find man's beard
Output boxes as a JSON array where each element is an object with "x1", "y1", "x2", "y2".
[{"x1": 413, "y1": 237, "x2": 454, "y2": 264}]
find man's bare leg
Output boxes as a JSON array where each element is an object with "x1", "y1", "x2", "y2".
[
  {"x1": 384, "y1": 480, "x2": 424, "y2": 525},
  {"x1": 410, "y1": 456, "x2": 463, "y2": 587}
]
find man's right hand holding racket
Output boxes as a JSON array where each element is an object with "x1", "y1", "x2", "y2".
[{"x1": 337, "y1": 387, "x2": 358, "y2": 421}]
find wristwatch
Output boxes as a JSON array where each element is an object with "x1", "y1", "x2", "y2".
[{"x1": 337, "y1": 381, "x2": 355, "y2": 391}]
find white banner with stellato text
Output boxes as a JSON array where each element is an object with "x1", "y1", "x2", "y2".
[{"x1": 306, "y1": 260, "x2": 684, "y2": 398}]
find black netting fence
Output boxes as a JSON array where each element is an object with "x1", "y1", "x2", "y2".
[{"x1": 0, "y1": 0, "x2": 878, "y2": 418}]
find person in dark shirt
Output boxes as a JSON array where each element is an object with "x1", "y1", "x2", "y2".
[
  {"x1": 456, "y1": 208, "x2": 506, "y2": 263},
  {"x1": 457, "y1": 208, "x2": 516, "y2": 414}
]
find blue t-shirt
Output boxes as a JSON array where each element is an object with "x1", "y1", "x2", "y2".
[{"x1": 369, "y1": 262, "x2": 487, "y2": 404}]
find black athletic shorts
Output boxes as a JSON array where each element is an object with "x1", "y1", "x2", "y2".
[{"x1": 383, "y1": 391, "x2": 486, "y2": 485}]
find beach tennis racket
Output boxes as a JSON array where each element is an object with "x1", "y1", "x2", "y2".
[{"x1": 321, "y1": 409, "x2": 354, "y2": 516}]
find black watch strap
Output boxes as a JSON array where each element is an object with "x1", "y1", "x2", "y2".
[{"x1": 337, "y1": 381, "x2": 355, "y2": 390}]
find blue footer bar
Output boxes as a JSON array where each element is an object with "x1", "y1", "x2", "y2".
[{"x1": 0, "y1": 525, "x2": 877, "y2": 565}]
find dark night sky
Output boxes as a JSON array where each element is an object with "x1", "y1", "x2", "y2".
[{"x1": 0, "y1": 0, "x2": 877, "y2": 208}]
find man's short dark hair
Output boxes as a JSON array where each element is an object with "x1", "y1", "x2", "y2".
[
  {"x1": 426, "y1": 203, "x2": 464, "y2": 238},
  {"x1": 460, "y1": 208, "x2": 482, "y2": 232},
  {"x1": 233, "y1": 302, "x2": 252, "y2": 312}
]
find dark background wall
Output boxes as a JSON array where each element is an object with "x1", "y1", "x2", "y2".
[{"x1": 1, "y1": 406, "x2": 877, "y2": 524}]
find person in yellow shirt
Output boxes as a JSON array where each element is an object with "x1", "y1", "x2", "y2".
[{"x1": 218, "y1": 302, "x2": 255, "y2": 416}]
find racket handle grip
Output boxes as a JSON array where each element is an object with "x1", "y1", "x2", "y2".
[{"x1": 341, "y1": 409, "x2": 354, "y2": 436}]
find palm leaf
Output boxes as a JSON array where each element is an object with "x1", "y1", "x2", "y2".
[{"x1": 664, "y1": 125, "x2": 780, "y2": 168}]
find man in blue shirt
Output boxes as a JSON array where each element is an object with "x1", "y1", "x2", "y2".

§ **TASK DESCRIPTION**:
In the material above, transcribe exactly the lines beginning at the one with "find man's right hand holding racket" and ending at the one with "find person in dark shirt", both included.

§ **EXERCISE RESULT**:
find man's right hand holding racket
Output boxes as a JSON array where each element is an object with "x1", "y1", "x2", "y2".
[{"x1": 337, "y1": 387, "x2": 358, "y2": 421}]
find wristwatch
Output boxes as a JSON array where each element is an object with "x1", "y1", "x2", "y2".
[{"x1": 337, "y1": 381, "x2": 355, "y2": 391}]
find white banner with stellato text
Output boxes as a JSON array where each element is an object with "x1", "y1", "x2", "y2".
[{"x1": 306, "y1": 260, "x2": 684, "y2": 398}]
find black netting fence
Output boxes as a JSON array where each element is an object with "x1", "y1", "x2", "y2".
[{"x1": 0, "y1": 0, "x2": 878, "y2": 418}]
find person in dark shirt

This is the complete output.